-- START OF Records provided --
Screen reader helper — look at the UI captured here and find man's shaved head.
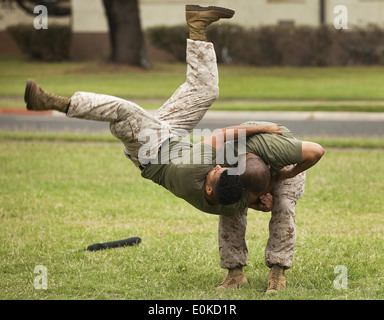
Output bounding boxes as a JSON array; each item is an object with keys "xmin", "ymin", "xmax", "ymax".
[{"xmin": 240, "ymin": 155, "xmax": 271, "ymax": 192}]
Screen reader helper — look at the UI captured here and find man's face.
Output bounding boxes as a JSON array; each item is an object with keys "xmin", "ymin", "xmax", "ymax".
[{"xmin": 206, "ymin": 165, "xmax": 228, "ymax": 187}]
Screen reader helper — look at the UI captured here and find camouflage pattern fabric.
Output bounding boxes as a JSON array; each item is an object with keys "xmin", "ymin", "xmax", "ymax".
[
  {"xmin": 218, "ymin": 168, "xmax": 306, "ymax": 269},
  {"xmin": 67, "ymin": 39, "xmax": 219, "ymax": 167}
]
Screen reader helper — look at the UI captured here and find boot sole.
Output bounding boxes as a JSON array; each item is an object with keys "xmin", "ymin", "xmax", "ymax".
[
  {"xmin": 185, "ymin": 4, "xmax": 235, "ymax": 18},
  {"xmin": 24, "ymin": 80, "xmax": 33, "ymax": 110}
]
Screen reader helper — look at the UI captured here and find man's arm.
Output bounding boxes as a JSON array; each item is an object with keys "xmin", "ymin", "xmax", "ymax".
[
  {"xmin": 202, "ymin": 124, "xmax": 282, "ymax": 150},
  {"xmin": 276, "ymin": 141, "xmax": 325, "ymax": 180}
]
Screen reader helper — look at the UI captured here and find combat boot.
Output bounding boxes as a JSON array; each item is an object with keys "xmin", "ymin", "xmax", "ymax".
[
  {"xmin": 265, "ymin": 265, "xmax": 287, "ymax": 294},
  {"xmin": 216, "ymin": 267, "xmax": 248, "ymax": 290},
  {"xmin": 185, "ymin": 5, "xmax": 235, "ymax": 41},
  {"xmin": 24, "ymin": 80, "xmax": 71, "ymax": 113}
]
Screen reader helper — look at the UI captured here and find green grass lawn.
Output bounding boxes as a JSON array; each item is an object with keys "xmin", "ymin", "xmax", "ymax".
[
  {"xmin": 0, "ymin": 139, "xmax": 384, "ymax": 300},
  {"xmin": 0, "ymin": 57, "xmax": 384, "ymax": 112}
]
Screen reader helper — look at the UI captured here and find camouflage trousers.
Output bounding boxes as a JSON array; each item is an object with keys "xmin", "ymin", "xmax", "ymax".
-- END OF Records provided --
Work to complete:
Copy the records above word for word, leaving out the picture.

Solution for this problem:
Screen reader helper — look at the UI captured here and find man's shaved head.
Output bounding boxes as a JSON array; each item is an object with keys "xmin", "ymin", "xmax", "ymax".
[{"xmin": 240, "ymin": 155, "xmax": 271, "ymax": 192}]
Screen reader helper — look at the UI captured here and find man's face.
Output bounding boxes as a JSON array; each item is an object with keys "xmin", "ymin", "xmax", "ymax".
[{"xmin": 206, "ymin": 165, "xmax": 228, "ymax": 187}]
Screen reader helper — look at the UI captured here and find camouflage pattern fabric.
Output bounding boxes as a JSON array; each item is an object with keys "xmin", "ymin", "xmax", "ymax".
[
  {"xmin": 218, "ymin": 168, "xmax": 306, "ymax": 269},
  {"xmin": 67, "ymin": 39, "xmax": 219, "ymax": 167}
]
Screen reader helper — look at the UI captured here and find boot sole.
Output bounding boxes as a JSON array; each item is an object with keys "xmin", "ymin", "xmax", "ymax".
[
  {"xmin": 185, "ymin": 4, "xmax": 235, "ymax": 18},
  {"xmin": 24, "ymin": 80, "xmax": 33, "ymax": 110}
]
Screen reader helper — look at the UI captured here and find man's arm.
Output bounding boxes as a JSON array; each item is an object with keys "xmin", "ymin", "xmax", "ymax".
[
  {"xmin": 202, "ymin": 124, "xmax": 282, "ymax": 150},
  {"xmin": 276, "ymin": 141, "xmax": 325, "ymax": 180}
]
Screen reader helper — look at the UI captured here and find combat boot.
Output bounding boxes as a JSON array; each item is an object with keys "xmin", "ymin", "xmax", "ymax".
[
  {"xmin": 265, "ymin": 265, "xmax": 287, "ymax": 294},
  {"xmin": 216, "ymin": 267, "xmax": 248, "ymax": 290},
  {"xmin": 185, "ymin": 5, "xmax": 235, "ymax": 41},
  {"xmin": 24, "ymin": 80, "xmax": 71, "ymax": 113}
]
Screen reader helper — look at the UI captured here and find green grass lawn.
Output bounding boxes as a JSON array; each item is an object with keys "xmin", "ymin", "xmax", "ymax".
[
  {"xmin": 0, "ymin": 139, "xmax": 384, "ymax": 300},
  {"xmin": 0, "ymin": 57, "xmax": 384, "ymax": 112}
]
Screen reader helper — look at the UI captured here and find camouflage trousers.
Output bounding boxes as a JSON array; each item is an object with keys "xmin", "ymin", "xmax", "ymax".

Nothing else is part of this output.